REQUIRED TASK:
Pick out every line of the entries below that contains the string "road" and copy each one.

※

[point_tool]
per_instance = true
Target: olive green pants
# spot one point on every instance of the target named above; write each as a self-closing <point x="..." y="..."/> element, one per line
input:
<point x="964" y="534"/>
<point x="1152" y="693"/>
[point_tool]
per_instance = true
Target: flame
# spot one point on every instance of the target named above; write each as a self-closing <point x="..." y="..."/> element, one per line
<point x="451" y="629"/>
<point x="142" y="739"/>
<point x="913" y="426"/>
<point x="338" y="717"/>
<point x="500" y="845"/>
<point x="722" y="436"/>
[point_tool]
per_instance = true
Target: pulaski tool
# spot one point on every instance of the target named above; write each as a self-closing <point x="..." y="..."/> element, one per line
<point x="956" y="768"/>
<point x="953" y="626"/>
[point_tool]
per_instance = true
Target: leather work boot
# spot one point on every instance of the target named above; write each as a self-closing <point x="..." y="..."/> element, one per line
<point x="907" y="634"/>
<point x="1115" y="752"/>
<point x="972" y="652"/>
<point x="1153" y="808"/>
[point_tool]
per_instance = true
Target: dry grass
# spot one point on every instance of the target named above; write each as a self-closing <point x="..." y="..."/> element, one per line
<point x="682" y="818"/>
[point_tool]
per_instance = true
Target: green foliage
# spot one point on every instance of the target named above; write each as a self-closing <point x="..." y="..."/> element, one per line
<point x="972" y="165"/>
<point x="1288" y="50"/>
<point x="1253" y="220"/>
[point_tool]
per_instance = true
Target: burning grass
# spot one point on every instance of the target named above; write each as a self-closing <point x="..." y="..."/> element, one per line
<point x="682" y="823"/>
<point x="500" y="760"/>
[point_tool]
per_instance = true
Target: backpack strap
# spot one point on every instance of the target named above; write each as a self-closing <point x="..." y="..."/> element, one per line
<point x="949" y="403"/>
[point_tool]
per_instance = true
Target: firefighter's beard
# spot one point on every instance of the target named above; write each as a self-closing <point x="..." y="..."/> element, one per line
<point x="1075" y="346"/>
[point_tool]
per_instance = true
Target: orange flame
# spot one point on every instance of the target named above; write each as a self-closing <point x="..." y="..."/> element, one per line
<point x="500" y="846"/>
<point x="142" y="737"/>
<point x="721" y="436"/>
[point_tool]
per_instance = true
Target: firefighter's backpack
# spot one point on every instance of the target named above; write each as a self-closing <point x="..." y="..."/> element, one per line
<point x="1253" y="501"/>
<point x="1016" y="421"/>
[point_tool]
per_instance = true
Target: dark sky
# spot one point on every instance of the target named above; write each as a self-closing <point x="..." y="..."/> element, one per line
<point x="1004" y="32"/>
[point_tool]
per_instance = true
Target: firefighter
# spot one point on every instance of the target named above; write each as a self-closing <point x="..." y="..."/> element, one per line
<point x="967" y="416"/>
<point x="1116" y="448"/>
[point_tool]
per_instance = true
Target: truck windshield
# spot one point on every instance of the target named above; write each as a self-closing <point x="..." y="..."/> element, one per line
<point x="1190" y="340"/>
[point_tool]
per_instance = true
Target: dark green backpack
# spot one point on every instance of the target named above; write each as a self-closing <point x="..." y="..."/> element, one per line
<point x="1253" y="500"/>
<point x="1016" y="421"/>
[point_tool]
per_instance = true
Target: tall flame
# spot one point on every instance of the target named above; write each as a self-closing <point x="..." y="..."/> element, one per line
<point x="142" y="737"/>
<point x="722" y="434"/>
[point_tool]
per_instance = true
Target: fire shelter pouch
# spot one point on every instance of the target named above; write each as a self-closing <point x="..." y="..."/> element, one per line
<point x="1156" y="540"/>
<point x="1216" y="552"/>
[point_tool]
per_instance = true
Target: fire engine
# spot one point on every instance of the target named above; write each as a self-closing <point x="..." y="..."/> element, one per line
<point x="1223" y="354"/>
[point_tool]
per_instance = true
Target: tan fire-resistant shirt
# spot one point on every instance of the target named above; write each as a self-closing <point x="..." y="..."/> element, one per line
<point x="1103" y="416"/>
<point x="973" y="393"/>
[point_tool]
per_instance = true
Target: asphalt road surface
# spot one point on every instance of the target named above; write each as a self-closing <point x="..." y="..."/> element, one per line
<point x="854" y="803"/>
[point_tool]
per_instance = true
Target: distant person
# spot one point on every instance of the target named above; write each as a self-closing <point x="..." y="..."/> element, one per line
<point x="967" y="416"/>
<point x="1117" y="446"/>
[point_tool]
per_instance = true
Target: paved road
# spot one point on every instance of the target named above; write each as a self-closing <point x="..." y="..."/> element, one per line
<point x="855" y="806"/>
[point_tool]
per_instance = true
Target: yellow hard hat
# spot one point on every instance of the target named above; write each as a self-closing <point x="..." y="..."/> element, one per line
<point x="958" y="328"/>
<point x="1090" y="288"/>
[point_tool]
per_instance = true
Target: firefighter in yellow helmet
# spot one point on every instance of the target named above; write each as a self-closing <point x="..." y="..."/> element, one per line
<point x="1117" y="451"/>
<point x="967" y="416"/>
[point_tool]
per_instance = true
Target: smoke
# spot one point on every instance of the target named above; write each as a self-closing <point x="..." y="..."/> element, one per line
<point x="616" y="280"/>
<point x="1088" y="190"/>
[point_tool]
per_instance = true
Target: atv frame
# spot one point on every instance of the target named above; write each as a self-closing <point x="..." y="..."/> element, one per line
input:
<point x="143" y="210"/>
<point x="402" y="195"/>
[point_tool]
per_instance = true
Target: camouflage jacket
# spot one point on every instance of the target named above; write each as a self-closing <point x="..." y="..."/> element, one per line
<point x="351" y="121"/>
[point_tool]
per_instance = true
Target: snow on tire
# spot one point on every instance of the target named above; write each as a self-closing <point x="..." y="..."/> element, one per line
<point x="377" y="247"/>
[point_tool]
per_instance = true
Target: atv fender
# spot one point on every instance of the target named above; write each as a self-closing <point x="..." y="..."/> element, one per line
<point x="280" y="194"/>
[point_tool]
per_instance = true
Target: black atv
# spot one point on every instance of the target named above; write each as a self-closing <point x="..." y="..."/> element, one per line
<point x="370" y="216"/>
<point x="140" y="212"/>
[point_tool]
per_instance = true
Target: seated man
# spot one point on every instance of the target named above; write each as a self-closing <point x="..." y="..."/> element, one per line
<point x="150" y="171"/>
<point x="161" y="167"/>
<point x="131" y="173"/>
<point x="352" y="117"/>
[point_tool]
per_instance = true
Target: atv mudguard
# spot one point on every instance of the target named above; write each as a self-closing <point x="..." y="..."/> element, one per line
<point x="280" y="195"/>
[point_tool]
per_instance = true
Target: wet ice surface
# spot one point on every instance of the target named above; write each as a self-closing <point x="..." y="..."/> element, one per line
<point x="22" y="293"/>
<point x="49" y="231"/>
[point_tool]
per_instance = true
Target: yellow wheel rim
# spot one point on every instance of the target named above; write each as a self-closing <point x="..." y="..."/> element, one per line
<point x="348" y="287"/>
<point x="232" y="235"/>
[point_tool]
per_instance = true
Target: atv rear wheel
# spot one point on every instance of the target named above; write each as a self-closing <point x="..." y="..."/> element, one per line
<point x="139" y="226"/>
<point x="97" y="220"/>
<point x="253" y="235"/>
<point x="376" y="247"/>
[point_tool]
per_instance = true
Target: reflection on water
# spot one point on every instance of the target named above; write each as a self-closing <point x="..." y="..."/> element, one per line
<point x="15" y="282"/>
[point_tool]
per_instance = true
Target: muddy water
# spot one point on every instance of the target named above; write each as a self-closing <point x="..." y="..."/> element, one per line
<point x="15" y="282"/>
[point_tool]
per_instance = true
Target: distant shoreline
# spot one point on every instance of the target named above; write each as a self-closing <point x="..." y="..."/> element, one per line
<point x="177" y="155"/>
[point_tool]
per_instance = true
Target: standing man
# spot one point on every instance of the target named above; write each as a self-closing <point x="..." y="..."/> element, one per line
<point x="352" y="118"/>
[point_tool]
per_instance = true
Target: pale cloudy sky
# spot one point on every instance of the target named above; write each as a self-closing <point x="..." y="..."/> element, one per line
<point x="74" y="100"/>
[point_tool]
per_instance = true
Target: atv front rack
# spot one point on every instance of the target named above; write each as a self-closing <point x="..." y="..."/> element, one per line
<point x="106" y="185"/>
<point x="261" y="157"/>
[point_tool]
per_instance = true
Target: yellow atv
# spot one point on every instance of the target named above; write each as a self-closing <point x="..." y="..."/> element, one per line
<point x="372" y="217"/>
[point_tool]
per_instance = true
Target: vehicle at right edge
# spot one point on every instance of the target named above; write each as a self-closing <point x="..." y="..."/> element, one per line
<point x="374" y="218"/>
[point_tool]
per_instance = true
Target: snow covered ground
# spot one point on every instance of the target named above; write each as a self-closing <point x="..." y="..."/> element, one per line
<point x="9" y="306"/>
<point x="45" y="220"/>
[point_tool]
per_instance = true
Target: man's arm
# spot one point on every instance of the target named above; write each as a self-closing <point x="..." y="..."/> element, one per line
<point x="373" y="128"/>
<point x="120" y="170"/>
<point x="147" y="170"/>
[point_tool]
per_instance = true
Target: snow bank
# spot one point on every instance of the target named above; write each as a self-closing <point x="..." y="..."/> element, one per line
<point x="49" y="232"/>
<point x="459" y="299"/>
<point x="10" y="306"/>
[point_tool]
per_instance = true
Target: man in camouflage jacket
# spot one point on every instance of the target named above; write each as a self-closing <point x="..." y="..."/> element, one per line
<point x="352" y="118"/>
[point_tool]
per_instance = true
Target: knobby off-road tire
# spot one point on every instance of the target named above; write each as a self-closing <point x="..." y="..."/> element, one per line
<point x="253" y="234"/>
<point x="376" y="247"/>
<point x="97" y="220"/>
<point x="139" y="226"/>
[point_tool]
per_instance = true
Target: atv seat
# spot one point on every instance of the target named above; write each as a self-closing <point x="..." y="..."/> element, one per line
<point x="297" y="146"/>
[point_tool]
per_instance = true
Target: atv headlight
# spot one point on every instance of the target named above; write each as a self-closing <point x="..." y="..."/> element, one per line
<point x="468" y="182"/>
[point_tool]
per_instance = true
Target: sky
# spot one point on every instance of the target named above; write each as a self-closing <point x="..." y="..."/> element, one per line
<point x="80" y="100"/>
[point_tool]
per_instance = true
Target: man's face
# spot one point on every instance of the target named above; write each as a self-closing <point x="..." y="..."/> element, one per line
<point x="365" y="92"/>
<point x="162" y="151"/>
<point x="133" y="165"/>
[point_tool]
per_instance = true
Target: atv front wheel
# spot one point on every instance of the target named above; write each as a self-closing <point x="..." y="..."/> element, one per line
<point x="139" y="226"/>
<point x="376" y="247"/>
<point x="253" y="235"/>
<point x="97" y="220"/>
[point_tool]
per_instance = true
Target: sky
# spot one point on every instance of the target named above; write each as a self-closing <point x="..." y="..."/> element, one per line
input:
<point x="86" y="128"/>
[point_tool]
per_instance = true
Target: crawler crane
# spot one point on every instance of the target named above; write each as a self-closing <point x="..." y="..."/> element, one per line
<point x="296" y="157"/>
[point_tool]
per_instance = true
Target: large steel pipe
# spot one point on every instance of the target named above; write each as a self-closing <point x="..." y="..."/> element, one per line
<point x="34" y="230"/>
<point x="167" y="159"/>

※

SOLUTION:
Target: asphalt road surface
Target: paved road
Target: knobby off-road tire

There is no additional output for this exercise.